TO DO: All of the listing below must be repeated word for word. Pictures are the only thing to omit.

RECORDS SUPPLIED:
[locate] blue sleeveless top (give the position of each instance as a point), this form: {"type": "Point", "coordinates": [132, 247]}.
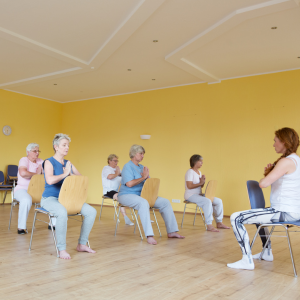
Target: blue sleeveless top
{"type": "Point", "coordinates": [52, 190]}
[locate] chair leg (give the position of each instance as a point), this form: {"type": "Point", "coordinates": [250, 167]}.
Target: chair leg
{"type": "Point", "coordinates": [4, 197]}
{"type": "Point", "coordinates": [33, 225]}
{"type": "Point", "coordinates": [101, 209]}
{"type": "Point", "coordinates": [117, 220]}
{"type": "Point", "coordinates": [156, 222]}
{"type": "Point", "coordinates": [202, 218]}
{"type": "Point", "coordinates": [291, 250]}
{"type": "Point", "coordinates": [12, 205]}
{"type": "Point", "coordinates": [183, 215]}
{"type": "Point", "coordinates": [54, 238]}
{"type": "Point", "coordinates": [195, 215]}
{"type": "Point", "coordinates": [137, 222]}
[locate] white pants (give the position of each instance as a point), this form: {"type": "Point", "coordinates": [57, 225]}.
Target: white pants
{"type": "Point", "coordinates": [209, 208]}
{"type": "Point", "coordinates": [25, 202]}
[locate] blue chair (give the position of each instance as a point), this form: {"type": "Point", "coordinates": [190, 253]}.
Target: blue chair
{"type": "Point", "coordinates": [257, 200]}
{"type": "Point", "coordinates": [4, 187]}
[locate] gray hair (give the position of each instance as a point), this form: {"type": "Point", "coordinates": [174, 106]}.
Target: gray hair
{"type": "Point", "coordinates": [31, 146]}
{"type": "Point", "coordinates": [136, 149]}
{"type": "Point", "coordinates": [58, 137]}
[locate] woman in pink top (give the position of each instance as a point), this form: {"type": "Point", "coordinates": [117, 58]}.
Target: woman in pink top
{"type": "Point", "coordinates": [28, 166]}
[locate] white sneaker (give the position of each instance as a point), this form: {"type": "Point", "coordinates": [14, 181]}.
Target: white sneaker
{"type": "Point", "coordinates": [246, 263]}
{"type": "Point", "coordinates": [268, 255]}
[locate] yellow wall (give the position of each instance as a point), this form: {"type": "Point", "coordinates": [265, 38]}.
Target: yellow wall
{"type": "Point", "coordinates": [231, 124]}
{"type": "Point", "coordinates": [32, 120]}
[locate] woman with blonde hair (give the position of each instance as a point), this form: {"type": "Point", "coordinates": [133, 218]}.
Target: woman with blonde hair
{"type": "Point", "coordinates": [111, 179]}
{"type": "Point", "coordinates": [284, 178]}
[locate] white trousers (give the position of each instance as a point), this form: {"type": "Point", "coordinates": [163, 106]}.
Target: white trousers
{"type": "Point", "coordinates": [209, 208]}
{"type": "Point", "coordinates": [25, 202]}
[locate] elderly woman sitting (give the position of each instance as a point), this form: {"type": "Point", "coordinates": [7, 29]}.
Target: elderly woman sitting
{"type": "Point", "coordinates": [111, 179]}
{"type": "Point", "coordinates": [28, 166]}
{"type": "Point", "coordinates": [56, 170]}
{"type": "Point", "coordinates": [133, 178]}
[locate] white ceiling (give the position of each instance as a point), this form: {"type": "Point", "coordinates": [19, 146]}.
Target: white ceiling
{"type": "Point", "coordinates": [67, 50]}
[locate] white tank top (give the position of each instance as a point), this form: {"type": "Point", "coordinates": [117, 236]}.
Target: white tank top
{"type": "Point", "coordinates": [285, 191]}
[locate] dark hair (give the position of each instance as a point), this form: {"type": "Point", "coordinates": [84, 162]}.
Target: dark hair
{"type": "Point", "coordinates": [194, 159]}
{"type": "Point", "coordinates": [290, 138]}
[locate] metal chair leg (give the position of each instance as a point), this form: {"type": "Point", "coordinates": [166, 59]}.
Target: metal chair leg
{"type": "Point", "coordinates": [33, 225]}
{"type": "Point", "coordinates": [183, 215]}
{"type": "Point", "coordinates": [202, 218]}
{"type": "Point", "coordinates": [101, 209]}
{"type": "Point", "coordinates": [137, 222]}
{"type": "Point", "coordinates": [195, 215]}
{"type": "Point", "coordinates": [53, 233]}
{"type": "Point", "coordinates": [117, 220]}
{"type": "Point", "coordinates": [291, 250]}
{"type": "Point", "coordinates": [12, 205]}
{"type": "Point", "coordinates": [156, 221]}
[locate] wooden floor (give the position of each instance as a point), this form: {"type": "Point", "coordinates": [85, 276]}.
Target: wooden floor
{"type": "Point", "coordinates": [125, 267]}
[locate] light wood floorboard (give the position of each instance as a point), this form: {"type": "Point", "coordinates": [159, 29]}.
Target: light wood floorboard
{"type": "Point", "coordinates": [125, 267]}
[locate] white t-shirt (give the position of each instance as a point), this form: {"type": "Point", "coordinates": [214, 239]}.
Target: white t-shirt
{"type": "Point", "coordinates": [110, 184]}
{"type": "Point", "coordinates": [191, 175]}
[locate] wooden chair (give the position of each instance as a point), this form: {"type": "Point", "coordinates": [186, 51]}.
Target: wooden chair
{"type": "Point", "coordinates": [210, 193]}
{"type": "Point", "coordinates": [150, 193]}
{"type": "Point", "coordinates": [73, 194]}
{"type": "Point", "coordinates": [35, 190]}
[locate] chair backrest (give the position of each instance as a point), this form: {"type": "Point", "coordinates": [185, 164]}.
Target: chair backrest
{"type": "Point", "coordinates": [36, 187]}
{"type": "Point", "coordinates": [150, 190]}
{"type": "Point", "coordinates": [255, 194]}
{"type": "Point", "coordinates": [1, 178]}
{"type": "Point", "coordinates": [211, 189]}
{"type": "Point", "coordinates": [73, 193]}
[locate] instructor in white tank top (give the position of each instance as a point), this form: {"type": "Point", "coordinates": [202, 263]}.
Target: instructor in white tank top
{"type": "Point", "coordinates": [284, 178]}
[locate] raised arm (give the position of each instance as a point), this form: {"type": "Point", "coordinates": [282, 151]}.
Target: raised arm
{"type": "Point", "coordinates": [52, 179]}
{"type": "Point", "coordinates": [284, 166]}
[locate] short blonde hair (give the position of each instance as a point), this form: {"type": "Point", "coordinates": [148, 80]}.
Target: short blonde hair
{"type": "Point", "coordinates": [111, 157]}
{"type": "Point", "coordinates": [136, 149]}
{"type": "Point", "coordinates": [58, 137]}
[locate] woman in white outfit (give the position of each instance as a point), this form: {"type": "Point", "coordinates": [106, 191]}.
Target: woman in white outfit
{"type": "Point", "coordinates": [111, 179]}
{"type": "Point", "coordinates": [284, 178]}
{"type": "Point", "coordinates": [194, 182]}
{"type": "Point", "coordinates": [28, 166]}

FULL ANSWER:
[locate] blue sleeveless top (give the position of each instance as a point), this form: {"type": "Point", "coordinates": [132, 247]}.
Target: blue sleeveless top
{"type": "Point", "coordinates": [52, 190]}
[locate] chair leg (give the position of each instance as a point), this form: {"type": "Point", "coordinates": [250, 167]}.
Target: chair leg
{"type": "Point", "coordinates": [4, 197]}
{"type": "Point", "coordinates": [33, 225]}
{"type": "Point", "coordinates": [101, 209]}
{"type": "Point", "coordinates": [117, 220]}
{"type": "Point", "coordinates": [156, 222]}
{"type": "Point", "coordinates": [202, 218]}
{"type": "Point", "coordinates": [291, 250]}
{"type": "Point", "coordinates": [12, 205]}
{"type": "Point", "coordinates": [183, 215]}
{"type": "Point", "coordinates": [54, 238]}
{"type": "Point", "coordinates": [195, 215]}
{"type": "Point", "coordinates": [137, 222]}
[locate] white pants (give the position of each instance as a point), this form: {"type": "Point", "coordinates": [57, 225]}.
Target: white pants
{"type": "Point", "coordinates": [209, 208]}
{"type": "Point", "coordinates": [25, 202]}
[locate] blue chair (give the position of each instance as a point), this form: {"type": "Point", "coordinates": [190, 253]}.
Target: blue chair
{"type": "Point", "coordinates": [257, 200]}
{"type": "Point", "coordinates": [4, 187]}
[locate] gray hair (give the position of each instance as a point), this form: {"type": "Point", "coordinates": [174, 106]}.
Target: gray hair
{"type": "Point", "coordinates": [31, 146]}
{"type": "Point", "coordinates": [136, 149]}
{"type": "Point", "coordinates": [58, 137]}
[locate] woman in pink top (give the position of each instance as a point), this form: {"type": "Point", "coordinates": [117, 58]}.
Target: woman in pink top
{"type": "Point", "coordinates": [28, 166]}
[locate] white sneaker (give the position of each instance as a point), this form: {"type": "Point", "coordinates": [14, 181]}.
Target: white sneaker
{"type": "Point", "coordinates": [246, 263]}
{"type": "Point", "coordinates": [268, 255]}
[locate] yellow wall (give the position of each instance as a point), this form: {"type": "Point", "coordinates": [265, 38]}.
Target: yellow wall
{"type": "Point", "coordinates": [231, 124]}
{"type": "Point", "coordinates": [32, 120]}
[locate] woman with blonde hair (give the position of each instance as a point), this form: {"type": "Point", "coordinates": [133, 218]}.
Target: woman with blonde hair
{"type": "Point", "coordinates": [111, 179]}
{"type": "Point", "coordinates": [284, 178]}
[locate] white trousers (give the position of each instance as a point), this form: {"type": "Point", "coordinates": [163, 106]}.
Target: white trousers
{"type": "Point", "coordinates": [209, 208]}
{"type": "Point", "coordinates": [25, 202]}
[locate] elderly woman sitting (give the position of each instance as a point), this form: {"type": "Point", "coordinates": [7, 29]}.
Target: elderly woman sitting
{"type": "Point", "coordinates": [111, 179]}
{"type": "Point", "coordinates": [28, 166]}
{"type": "Point", "coordinates": [56, 170]}
{"type": "Point", "coordinates": [133, 178]}
[locate] white ceiling (give the position of each instance as a point), this form: {"type": "Point", "coordinates": [19, 146]}.
Target: white ceiling
{"type": "Point", "coordinates": [67, 50]}
[locate] white tank top (give the position of each instance as a point), this form: {"type": "Point", "coordinates": [117, 236]}.
Target: white tank top
{"type": "Point", "coordinates": [285, 191]}
[locate] dark hair (give the position of each instance as a point), this form: {"type": "Point", "coordinates": [84, 162]}.
Target: dark hair
{"type": "Point", "coordinates": [194, 159]}
{"type": "Point", "coordinates": [290, 138]}
[locate] metal chair leg (give the position of each instance as a point), this form: {"type": "Point", "coordinates": [166, 59]}.
Target: metal chair leg
{"type": "Point", "coordinates": [33, 225]}
{"type": "Point", "coordinates": [183, 215]}
{"type": "Point", "coordinates": [202, 218]}
{"type": "Point", "coordinates": [101, 209]}
{"type": "Point", "coordinates": [137, 222]}
{"type": "Point", "coordinates": [195, 215]}
{"type": "Point", "coordinates": [53, 233]}
{"type": "Point", "coordinates": [117, 220]}
{"type": "Point", "coordinates": [291, 250]}
{"type": "Point", "coordinates": [12, 205]}
{"type": "Point", "coordinates": [156, 221]}
[locate] wooden floor (give the position of each instance as a point), this form: {"type": "Point", "coordinates": [85, 276]}.
Target: wooden floor
{"type": "Point", "coordinates": [125, 267]}
[locate] light wood floorboard (give the position of each instance as a point), this form: {"type": "Point", "coordinates": [159, 29]}.
Target: light wood floorboard
{"type": "Point", "coordinates": [125, 267]}
[locate] white t-shirt (give the position of each instance as a point), this form: {"type": "Point", "coordinates": [214, 239]}.
Target: white t-shirt
{"type": "Point", "coordinates": [110, 184]}
{"type": "Point", "coordinates": [191, 175]}
[locate] wooden chair (give the position of each instance as a point), this form: {"type": "Point", "coordinates": [186, 51]}.
Target: wooden chair
{"type": "Point", "coordinates": [210, 193]}
{"type": "Point", "coordinates": [150, 193]}
{"type": "Point", "coordinates": [73, 194]}
{"type": "Point", "coordinates": [35, 190]}
[locate] chair backrest (give the position of each instance as a point), this form: {"type": "Point", "coordinates": [185, 164]}.
Target: chair backrest
{"type": "Point", "coordinates": [36, 187]}
{"type": "Point", "coordinates": [150, 190]}
{"type": "Point", "coordinates": [255, 194]}
{"type": "Point", "coordinates": [1, 178]}
{"type": "Point", "coordinates": [211, 189]}
{"type": "Point", "coordinates": [73, 193]}
[locate] instructor in white tank top (give the position of each instance as a point), this form: {"type": "Point", "coordinates": [202, 263]}.
Target: instructor in white tank top
{"type": "Point", "coordinates": [284, 178]}
[locate] raised arm (give the position of each instance as a point), this form: {"type": "Point", "coordinates": [282, 151]}.
Target: raised arm
{"type": "Point", "coordinates": [52, 179]}
{"type": "Point", "coordinates": [284, 166]}
[locate] short blonde hair (give the position of each instance as a point), this form: {"type": "Point", "coordinates": [148, 80]}.
Target: short blonde hair
{"type": "Point", "coordinates": [111, 157]}
{"type": "Point", "coordinates": [136, 149]}
{"type": "Point", "coordinates": [58, 137]}
[locate] woman in white outfit (give the position of each instance as a point), this form: {"type": "Point", "coordinates": [106, 191]}.
Target: woman in white outfit
{"type": "Point", "coordinates": [111, 179]}
{"type": "Point", "coordinates": [284, 178]}
{"type": "Point", "coordinates": [194, 182]}
{"type": "Point", "coordinates": [28, 166]}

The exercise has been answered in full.